━━━━━ Excerpted text ━━━━━

How ‘Special’ Are Specialty Drugs If They’re Most of Drug Spending?

Timothy Kelley
Senior Contributing Editor

Pricey specialty drugs are no longer so exceptional.

Sometime this year, specialty medicines’ share of the total medication “spend” probably passed the 50% mark. That’s despite the fact that they represent only 2.2% of total prescriptions by number, according to an annual report from IQVIA.

The firm defines specialty drugs as “those that treat chronic, complex or rare diseases, and possess additional distribution, care delivery and/or cost characteristics.” In its May 2019 report, IQVIA noted that the specialty category was “rapidly approaching half of medicine spending, driven by innovation and the declining share for traditional medicines as growth has slowed due to patent expiries.” To add some history, the report pointed out that specialty’s share “across institutional and retail settings” soared from 26.2% in 2009 to 49.5% in 2018.

Sometime this year 50% of the medication spend may be for specialty drugs.

That trend line may not be absolutely straight. Indeed, a PwC report, defining specialty medicines somewhat differently, suggests that the specialty percentage bobbled downward a bit in 2015 before resuming its upward march. But any fourth-grader with a pencil and a ruler could project that the specialty category would likely hit the halfway jackpot sometime in 2019.

━━━━━

Required work:
(A) Quote the article on specialty drug spending word for word, from "That trend line" up to and including "sometime in 2019.".
(B) Write the next part of the article on specialty drug spending, picking up after its last sentence.

━━━━━ Provided records ━━━━━

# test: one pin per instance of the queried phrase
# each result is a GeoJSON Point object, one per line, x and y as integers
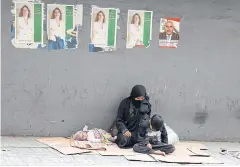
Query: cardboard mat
{"type": "Point", "coordinates": [62, 145]}
{"type": "Point", "coordinates": [114, 150]}
{"type": "Point", "coordinates": [195, 151]}
{"type": "Point", "coordinates": [183, 155]}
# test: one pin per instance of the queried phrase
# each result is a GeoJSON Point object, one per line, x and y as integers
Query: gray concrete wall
{"type": "Point", "coordinates": [196, 87]}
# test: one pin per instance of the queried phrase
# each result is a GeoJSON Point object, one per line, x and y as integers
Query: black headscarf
{"type": "Point", "coordinates": [157, 122]}
{"type": "Point", "coordinates": [137, 91]}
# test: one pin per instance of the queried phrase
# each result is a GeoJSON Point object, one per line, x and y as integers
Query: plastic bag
{"type": "Point", "coordinates": [172, 136]}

━━━━━

Results for the exercise:
(A)
That trend line may not be absolutely straight. Indeed, a PwC report, defining specialty medicines somewhat differently, suggests that the specialty percentage bobbled downward a bit in 2015 before resuming its upward march. But any fourth-grader with a pencil and a ruler could project that the specialty category would likely hit the halfway jackpot sometime in 2019.

(B)
“It’s a pretty good bet, yes,” agrees Michael Kleinrock, research director of IQVIA’s Institute for Human Data Science.

What does crossing this threshold mean for American health care?

“It means there are very expensive, complex therapies,” says Steven Johnson, vice president for health outcomes at Prime Therapeutics, the PBM for 22 Blues plans, “and half of the spend represents a very small number of patients and claims.”

That, in turn, is partly a function of where innovation has been focused. “The industry is doing more on autoimmune and cancer and less on another wave of hypertension or cholesterol drugs,” says Kleinrock. In the former categories, of course, prices for recently introduced drugs have tended toward the stratosphere.

Take cancer, for example. “Most cancer drugs launched between 2009 and 2014 were priced at more than $100,000 per patient for one year of treatment,” wrote Barbara K. Rimer, chair of the President’s Cancer Panel, in a 2018 report. “More recently we’ve seen launch prices of more than $400,000 for a year of treatment.”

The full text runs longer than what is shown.